## START Source data

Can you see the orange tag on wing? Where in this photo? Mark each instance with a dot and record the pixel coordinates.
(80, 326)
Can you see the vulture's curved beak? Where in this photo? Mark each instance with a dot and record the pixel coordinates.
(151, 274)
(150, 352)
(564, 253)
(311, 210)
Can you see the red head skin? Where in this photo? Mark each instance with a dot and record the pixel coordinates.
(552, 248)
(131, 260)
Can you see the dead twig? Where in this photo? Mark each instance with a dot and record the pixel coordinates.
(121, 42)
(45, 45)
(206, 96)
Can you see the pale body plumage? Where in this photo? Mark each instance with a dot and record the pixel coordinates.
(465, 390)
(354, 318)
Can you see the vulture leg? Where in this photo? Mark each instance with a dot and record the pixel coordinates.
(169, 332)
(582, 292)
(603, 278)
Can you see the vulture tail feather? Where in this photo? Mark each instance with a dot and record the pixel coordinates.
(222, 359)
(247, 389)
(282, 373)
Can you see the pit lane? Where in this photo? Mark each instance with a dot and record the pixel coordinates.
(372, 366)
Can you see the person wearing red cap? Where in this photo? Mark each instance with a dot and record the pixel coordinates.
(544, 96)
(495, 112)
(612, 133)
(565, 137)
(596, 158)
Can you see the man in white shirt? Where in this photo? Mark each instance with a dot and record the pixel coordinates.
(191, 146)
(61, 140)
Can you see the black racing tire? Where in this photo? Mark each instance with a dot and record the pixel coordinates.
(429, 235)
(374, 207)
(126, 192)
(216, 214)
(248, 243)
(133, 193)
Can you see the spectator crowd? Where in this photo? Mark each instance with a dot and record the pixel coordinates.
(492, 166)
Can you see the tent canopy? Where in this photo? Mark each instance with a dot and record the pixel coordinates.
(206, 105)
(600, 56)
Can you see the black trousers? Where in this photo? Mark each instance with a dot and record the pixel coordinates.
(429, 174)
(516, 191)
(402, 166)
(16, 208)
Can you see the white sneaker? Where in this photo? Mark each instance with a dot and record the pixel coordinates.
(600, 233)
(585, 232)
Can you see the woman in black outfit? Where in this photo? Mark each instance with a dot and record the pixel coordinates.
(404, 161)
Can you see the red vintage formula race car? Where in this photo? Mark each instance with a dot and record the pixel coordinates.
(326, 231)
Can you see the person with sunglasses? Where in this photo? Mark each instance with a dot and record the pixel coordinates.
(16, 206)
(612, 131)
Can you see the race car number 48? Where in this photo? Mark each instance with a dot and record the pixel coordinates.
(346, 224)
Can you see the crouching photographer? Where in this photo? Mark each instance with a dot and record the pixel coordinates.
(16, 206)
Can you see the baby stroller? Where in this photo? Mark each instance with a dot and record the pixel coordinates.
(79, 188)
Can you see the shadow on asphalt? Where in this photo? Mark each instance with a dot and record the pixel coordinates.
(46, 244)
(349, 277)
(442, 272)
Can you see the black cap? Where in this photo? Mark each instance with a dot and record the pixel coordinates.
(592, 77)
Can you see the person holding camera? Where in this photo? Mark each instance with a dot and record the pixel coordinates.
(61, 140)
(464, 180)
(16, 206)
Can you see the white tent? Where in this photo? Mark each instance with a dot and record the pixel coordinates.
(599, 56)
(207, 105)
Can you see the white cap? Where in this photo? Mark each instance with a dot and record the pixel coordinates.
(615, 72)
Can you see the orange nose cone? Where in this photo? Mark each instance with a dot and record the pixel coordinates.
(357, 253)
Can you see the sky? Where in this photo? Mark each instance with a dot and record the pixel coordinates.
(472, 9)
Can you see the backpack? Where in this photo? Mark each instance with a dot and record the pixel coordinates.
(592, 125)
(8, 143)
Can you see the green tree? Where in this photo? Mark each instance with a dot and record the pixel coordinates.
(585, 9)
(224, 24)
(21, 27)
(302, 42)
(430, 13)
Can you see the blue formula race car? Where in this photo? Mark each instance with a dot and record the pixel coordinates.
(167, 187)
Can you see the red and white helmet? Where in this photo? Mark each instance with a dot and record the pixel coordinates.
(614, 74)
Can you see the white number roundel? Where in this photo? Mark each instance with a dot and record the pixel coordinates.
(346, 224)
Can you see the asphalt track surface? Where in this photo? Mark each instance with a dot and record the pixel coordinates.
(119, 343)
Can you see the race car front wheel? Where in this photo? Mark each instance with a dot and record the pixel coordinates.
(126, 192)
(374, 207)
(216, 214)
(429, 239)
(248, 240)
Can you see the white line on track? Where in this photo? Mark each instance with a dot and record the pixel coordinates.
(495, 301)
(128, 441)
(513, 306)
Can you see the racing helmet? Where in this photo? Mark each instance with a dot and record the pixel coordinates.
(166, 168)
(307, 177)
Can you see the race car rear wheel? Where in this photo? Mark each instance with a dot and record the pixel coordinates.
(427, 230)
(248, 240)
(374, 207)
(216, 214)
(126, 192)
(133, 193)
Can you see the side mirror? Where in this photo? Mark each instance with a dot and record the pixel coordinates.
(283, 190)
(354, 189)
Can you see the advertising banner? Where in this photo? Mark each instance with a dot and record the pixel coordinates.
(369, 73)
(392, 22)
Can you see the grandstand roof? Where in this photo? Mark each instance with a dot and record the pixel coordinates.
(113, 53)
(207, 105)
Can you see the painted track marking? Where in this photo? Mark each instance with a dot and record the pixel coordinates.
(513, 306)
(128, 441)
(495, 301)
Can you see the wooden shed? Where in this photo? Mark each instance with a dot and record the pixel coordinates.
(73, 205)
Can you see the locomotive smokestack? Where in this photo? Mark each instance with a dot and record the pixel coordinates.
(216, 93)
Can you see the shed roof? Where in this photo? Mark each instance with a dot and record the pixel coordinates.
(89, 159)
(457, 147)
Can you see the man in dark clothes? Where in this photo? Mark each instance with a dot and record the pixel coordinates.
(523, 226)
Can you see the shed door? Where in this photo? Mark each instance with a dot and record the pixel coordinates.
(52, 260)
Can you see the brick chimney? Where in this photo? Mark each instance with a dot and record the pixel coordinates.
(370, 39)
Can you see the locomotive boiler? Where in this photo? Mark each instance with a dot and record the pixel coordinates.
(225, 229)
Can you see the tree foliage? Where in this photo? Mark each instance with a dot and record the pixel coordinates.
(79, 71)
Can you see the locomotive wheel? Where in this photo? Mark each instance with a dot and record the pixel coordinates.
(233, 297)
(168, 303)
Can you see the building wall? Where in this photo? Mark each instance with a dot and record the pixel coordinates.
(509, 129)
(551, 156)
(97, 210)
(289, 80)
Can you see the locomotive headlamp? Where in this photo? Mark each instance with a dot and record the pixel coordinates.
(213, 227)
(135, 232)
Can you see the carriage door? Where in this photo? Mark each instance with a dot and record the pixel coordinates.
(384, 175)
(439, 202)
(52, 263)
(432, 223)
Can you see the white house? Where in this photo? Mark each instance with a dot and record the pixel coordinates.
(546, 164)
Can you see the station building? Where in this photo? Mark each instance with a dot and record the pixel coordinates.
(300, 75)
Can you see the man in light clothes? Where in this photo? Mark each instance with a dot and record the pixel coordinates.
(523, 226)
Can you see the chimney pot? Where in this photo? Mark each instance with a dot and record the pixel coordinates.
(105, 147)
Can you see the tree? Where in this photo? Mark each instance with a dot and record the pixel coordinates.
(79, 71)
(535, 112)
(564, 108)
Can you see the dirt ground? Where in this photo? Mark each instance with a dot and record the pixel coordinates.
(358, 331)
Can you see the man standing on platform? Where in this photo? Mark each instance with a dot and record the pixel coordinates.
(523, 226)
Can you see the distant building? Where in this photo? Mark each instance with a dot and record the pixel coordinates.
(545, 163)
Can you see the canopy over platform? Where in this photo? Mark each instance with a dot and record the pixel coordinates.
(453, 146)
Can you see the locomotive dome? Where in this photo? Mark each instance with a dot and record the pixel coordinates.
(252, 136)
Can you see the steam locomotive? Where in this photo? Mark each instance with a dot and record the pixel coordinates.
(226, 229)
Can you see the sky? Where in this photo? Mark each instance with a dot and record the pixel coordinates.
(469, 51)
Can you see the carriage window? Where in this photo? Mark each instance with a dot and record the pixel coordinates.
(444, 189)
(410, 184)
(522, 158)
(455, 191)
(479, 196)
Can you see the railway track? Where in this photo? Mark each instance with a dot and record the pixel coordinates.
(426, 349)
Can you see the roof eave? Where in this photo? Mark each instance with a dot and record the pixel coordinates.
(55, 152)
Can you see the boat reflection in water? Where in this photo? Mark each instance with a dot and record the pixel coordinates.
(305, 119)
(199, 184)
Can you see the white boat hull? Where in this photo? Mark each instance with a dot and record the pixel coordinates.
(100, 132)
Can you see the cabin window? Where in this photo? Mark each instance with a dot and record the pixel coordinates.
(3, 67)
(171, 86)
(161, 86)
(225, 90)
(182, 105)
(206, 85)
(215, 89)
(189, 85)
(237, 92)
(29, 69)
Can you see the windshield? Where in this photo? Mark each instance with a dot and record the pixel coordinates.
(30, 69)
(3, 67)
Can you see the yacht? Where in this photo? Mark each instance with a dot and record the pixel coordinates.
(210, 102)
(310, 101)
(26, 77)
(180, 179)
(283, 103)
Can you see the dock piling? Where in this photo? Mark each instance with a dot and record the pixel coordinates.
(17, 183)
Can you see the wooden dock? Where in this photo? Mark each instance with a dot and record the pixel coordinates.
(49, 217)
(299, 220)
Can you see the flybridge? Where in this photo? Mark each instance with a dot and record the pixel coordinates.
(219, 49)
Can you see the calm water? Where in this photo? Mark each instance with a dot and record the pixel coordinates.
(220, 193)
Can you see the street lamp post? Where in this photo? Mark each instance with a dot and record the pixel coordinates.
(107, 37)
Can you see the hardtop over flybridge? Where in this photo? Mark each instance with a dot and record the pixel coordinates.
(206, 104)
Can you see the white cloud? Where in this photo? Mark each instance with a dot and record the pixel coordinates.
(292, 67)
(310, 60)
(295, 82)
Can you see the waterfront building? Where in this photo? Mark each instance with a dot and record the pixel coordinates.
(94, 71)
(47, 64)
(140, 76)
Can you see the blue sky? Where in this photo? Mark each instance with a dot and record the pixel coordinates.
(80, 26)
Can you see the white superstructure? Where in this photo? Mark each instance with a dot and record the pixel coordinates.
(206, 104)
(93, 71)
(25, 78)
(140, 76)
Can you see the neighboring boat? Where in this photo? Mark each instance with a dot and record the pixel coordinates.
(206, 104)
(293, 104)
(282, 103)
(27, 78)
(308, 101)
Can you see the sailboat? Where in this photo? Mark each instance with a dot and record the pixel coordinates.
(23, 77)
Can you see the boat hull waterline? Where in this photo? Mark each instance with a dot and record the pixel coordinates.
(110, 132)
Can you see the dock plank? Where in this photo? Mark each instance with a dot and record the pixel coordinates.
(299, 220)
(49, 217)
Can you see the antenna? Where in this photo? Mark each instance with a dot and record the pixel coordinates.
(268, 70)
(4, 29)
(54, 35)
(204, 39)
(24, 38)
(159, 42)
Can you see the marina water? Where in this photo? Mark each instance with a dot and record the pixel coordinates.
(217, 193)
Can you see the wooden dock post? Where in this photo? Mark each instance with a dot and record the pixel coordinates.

## END Source data

• Task prompt: The lines to quote run from the one containing "Can you see the dock plank?" through the final line of the material above; please give them exactly, both ends included, and nothing else.

• The answer:
Can you see the dock plank? Where in this photo? Mark each instance with a dot and record the pixel coordinates.
(299, 220)
(49, 217)
Can you see the antenna? Where in this photo? Mark each instance with a dot and record the pixel coordinates.
(268, 70)
(4, 29)
(54, 35)
(204, 39)
(24, 38)
(159, 42)
Can you see the marina water? Where in this photo? Mark each instance with a dot and record the pixel coordinates.
(217, 193)
Can you see the wooden dock post? Where in this photo? Mark each instance with a dot and record the pixel coordinates.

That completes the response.